> _GIVEN INSTRUCTION_: In the rows below, copy out word for word the part that opens with the line containing "Where exactly is the green leaf" and closes with the line containing "0,0 -> 400,259", including both of those lines.

> _RECORDS SHOWN_:
- - -

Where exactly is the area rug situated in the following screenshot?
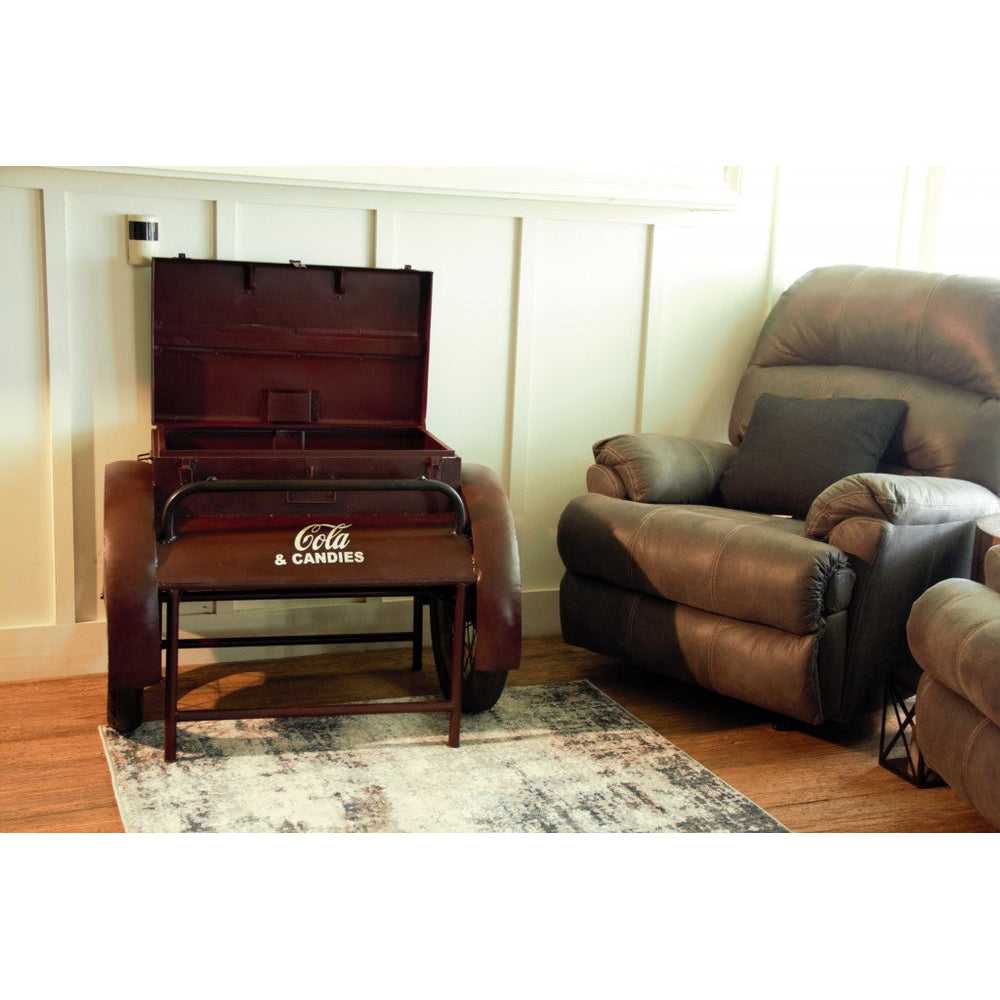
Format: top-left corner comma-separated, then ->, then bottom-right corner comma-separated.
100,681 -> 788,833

- - -

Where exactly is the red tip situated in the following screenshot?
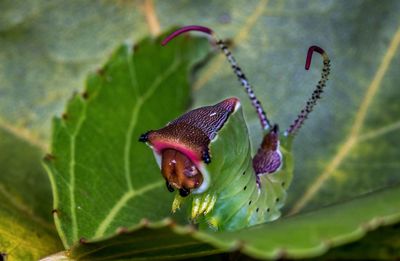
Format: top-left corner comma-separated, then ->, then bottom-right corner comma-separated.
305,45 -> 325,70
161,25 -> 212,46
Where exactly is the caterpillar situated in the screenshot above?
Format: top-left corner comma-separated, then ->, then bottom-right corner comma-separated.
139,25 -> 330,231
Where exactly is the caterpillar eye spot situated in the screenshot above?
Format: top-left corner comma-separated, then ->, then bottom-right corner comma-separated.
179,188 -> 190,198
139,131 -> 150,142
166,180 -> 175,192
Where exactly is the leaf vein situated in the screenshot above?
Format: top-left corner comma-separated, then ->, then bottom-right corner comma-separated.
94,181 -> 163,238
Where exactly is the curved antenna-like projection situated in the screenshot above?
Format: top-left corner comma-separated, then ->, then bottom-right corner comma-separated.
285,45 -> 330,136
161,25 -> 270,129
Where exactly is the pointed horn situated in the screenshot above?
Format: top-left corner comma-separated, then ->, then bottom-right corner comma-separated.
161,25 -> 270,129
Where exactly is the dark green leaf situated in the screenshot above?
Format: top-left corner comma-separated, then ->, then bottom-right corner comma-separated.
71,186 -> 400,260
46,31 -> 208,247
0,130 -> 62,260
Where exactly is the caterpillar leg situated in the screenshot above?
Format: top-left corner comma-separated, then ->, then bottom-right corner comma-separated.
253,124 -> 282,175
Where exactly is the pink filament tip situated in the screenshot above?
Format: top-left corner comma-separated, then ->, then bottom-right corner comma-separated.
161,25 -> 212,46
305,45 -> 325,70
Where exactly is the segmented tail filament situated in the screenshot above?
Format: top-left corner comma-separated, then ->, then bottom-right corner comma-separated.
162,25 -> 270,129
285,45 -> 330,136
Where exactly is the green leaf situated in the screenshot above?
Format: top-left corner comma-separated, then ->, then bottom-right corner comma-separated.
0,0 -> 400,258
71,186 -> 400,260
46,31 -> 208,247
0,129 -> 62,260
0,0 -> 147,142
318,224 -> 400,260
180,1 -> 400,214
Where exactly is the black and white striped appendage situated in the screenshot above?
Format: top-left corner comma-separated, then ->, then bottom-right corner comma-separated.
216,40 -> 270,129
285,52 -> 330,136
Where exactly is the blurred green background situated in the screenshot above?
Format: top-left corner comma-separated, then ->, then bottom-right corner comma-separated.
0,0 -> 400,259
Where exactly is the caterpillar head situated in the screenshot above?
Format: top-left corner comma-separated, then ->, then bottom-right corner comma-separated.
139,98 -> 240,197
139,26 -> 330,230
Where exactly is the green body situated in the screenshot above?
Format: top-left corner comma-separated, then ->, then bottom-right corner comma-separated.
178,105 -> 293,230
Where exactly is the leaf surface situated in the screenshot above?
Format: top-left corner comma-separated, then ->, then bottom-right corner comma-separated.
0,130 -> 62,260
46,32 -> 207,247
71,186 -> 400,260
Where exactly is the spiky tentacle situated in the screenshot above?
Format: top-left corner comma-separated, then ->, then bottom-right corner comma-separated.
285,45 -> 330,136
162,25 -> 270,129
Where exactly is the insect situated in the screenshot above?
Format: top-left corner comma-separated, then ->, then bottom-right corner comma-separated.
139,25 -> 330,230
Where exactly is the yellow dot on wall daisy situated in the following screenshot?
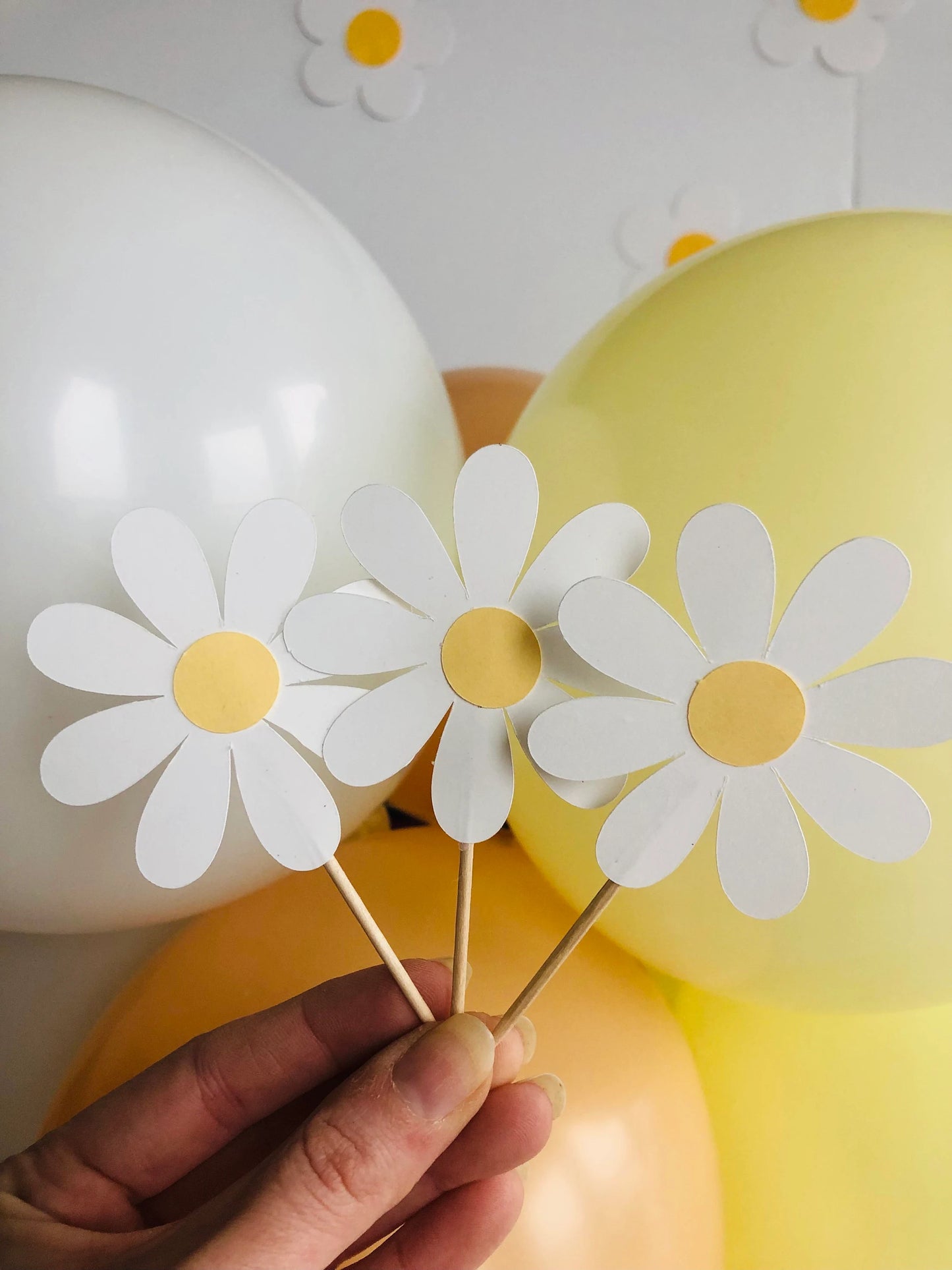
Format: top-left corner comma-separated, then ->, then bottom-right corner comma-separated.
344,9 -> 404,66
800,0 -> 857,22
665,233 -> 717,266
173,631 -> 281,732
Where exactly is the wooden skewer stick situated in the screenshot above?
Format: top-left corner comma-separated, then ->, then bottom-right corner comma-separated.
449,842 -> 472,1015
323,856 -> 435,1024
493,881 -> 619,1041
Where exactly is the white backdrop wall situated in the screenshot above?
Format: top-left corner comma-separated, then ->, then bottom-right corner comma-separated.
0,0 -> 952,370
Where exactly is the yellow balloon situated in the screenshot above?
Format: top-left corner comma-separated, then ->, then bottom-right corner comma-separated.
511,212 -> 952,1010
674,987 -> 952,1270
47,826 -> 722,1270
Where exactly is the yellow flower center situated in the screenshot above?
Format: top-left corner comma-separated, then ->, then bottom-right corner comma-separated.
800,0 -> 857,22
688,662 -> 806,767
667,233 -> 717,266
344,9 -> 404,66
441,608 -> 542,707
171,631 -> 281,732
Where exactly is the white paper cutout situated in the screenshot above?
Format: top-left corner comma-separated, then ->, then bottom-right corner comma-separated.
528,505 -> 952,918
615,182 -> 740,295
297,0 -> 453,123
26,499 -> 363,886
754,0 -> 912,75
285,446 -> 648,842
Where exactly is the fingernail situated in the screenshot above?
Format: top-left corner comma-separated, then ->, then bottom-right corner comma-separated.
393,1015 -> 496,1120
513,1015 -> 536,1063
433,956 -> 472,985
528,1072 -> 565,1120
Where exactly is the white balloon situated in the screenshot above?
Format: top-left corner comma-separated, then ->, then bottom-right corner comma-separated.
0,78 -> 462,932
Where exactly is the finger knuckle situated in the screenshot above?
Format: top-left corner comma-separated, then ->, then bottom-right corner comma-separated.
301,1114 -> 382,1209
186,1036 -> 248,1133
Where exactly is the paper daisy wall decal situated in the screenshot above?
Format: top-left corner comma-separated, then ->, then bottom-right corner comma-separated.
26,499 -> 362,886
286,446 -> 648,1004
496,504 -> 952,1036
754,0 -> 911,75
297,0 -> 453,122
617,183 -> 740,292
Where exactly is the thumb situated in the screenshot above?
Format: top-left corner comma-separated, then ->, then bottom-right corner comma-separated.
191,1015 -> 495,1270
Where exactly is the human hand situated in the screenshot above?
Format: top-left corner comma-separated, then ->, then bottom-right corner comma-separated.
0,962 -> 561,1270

- - -

> _FINISHED EXERCISE_:
Where exactly is the green leaf situated in the screenshot above?
Format: top-left corner comma-separated, then ->, then bottom-right corner comma-separated.
0,0 -> 400,258
71,186 -> 400,260
46,31 -> 208,247
0,129 -> 62,260
0,0 -> 147,142
318,224 -> 400,260
180,1 -> 400,214
Where exactly is the black and white striped appendage situated in the screenshot above?
Format: top-left corner comma-separated, then ->, then bottom-right corner comma-separated.
216,40 -> 270,129
285,52 -> 330,136
Where exactly is the blurred green background situated in the screenshot above?
Format: top-left corner comma-separated, then ->, then bottom-right corner comma-separated.
0,0 -> 400,259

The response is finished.